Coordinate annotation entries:
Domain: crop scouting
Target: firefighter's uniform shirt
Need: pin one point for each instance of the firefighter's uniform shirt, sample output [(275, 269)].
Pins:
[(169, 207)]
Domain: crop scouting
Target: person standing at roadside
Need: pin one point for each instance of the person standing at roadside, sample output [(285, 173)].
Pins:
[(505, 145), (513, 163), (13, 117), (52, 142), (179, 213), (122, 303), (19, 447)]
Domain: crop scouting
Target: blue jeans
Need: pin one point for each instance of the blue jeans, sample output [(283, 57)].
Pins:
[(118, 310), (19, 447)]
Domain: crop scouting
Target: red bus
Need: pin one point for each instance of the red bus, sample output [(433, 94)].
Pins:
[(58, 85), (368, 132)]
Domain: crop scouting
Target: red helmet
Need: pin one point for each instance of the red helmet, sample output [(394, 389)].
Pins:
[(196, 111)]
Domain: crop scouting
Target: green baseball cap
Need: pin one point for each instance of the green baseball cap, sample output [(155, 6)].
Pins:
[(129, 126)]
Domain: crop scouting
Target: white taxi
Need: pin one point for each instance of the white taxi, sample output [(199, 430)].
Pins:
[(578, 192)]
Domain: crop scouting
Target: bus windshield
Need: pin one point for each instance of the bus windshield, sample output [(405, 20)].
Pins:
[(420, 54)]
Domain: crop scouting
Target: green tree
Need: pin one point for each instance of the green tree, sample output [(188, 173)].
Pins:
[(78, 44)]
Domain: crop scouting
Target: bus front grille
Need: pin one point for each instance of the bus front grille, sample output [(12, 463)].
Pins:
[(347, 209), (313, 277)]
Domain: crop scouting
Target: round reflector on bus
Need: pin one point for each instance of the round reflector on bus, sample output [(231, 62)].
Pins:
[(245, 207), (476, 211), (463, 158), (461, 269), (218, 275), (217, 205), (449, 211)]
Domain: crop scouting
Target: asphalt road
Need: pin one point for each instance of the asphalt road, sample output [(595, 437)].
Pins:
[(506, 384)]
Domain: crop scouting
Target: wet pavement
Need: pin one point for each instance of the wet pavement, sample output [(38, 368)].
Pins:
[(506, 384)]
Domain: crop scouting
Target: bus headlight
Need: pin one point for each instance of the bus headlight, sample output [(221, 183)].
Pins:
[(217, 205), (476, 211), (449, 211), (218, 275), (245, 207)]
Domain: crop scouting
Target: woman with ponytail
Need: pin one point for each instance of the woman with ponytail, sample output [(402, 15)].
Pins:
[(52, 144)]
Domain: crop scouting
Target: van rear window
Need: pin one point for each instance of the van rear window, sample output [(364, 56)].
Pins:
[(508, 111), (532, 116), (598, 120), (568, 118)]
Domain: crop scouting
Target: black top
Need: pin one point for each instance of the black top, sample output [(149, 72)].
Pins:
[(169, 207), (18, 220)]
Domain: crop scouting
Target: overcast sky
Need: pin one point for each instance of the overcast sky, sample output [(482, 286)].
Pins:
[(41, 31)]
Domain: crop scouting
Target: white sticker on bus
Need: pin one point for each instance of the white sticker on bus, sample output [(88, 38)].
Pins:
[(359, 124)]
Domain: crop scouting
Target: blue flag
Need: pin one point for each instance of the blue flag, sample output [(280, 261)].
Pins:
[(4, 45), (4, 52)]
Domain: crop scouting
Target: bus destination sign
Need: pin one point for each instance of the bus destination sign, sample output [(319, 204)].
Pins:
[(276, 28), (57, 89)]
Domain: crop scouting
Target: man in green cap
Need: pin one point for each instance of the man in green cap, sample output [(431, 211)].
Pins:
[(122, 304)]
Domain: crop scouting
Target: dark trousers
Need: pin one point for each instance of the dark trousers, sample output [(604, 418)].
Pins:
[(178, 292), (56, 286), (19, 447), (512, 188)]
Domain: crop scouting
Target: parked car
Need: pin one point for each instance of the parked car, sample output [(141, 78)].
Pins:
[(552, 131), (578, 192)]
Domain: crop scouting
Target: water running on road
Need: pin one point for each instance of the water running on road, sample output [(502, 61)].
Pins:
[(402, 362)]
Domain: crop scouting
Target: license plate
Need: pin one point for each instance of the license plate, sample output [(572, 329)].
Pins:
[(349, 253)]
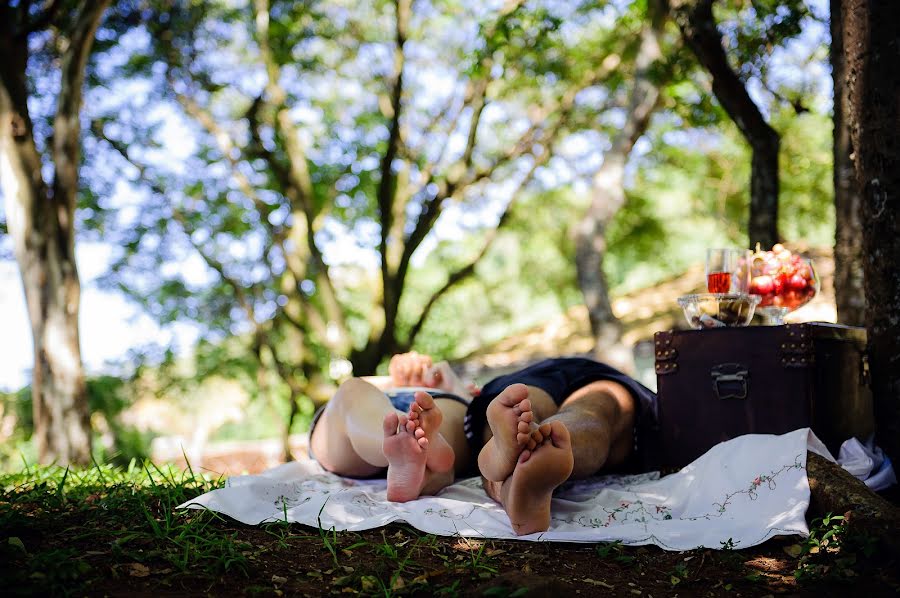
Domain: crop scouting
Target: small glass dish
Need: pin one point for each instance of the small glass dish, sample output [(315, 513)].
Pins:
[(718, 310)]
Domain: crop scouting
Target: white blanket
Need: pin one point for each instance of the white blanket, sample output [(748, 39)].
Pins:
[(739, 494)]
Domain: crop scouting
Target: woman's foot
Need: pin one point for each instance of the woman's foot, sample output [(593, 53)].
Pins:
[(527, 493), (424, 421), (406, 456), (511, 420)]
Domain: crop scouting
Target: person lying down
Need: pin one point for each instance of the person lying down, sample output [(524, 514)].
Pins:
[(525, 433)]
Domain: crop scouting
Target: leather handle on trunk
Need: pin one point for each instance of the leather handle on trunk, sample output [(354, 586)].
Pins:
[(730, 381)]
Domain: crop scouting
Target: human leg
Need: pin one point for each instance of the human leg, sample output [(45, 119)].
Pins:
[(526, 494), (600, 419), (348, 436), (592, 428)]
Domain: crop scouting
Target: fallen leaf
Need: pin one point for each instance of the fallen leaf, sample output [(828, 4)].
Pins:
[(368, 583), (138, 570), (598, 583)]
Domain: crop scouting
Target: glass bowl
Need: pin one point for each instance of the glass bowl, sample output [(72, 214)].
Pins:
[(718, 310)]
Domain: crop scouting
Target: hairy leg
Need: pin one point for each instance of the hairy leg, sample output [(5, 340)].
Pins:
[(600, 419)]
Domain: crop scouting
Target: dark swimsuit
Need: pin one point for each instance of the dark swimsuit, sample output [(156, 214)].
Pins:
[(559, 378)]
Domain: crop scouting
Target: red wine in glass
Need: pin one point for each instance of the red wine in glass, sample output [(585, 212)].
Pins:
[(718, 282)]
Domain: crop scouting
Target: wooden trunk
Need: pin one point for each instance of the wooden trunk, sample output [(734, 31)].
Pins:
[(714, 385)]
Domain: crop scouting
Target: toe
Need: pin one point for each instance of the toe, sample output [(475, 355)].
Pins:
[(390, 423)]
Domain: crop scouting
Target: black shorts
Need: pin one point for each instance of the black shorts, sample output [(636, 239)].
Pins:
[(559, 378)]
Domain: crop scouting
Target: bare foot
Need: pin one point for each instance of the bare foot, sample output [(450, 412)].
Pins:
[(526, 494), (425, 419), (406, 459), (510, 418)]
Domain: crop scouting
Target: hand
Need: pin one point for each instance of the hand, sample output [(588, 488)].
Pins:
[(410, 369)]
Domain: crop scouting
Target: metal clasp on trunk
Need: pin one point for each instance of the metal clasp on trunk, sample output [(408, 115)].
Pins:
[(730, 380)]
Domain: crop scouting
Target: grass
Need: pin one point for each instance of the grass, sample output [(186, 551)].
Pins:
[(108, 530)]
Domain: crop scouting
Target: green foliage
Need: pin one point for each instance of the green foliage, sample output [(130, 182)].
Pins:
[(137, 504), (832, 552)]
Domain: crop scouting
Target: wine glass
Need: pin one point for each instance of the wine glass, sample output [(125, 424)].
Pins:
[(727, 271), (785, 282)]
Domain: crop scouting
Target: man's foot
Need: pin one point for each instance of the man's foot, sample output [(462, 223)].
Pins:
[(424, 421), (527, 493), (406, 456), (510, 418)]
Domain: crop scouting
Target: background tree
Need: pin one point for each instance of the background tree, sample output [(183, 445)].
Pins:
[(872, 54), (41, 215), (849, 292), (311, 123), (701, 34), (608, 192)]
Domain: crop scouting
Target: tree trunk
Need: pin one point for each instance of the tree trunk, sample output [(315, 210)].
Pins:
[(848, 267), (41, 222), (698, 27), (872, 51), (608, 197)]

_Exercise instructions_
Pull out each line of the material above that contains the string "destination", and copy those lines with nothing else.

_Written response_
Target: bus destination sign
Need: pin one point for each instance of the bus destination sign, sample output [(319, 204)].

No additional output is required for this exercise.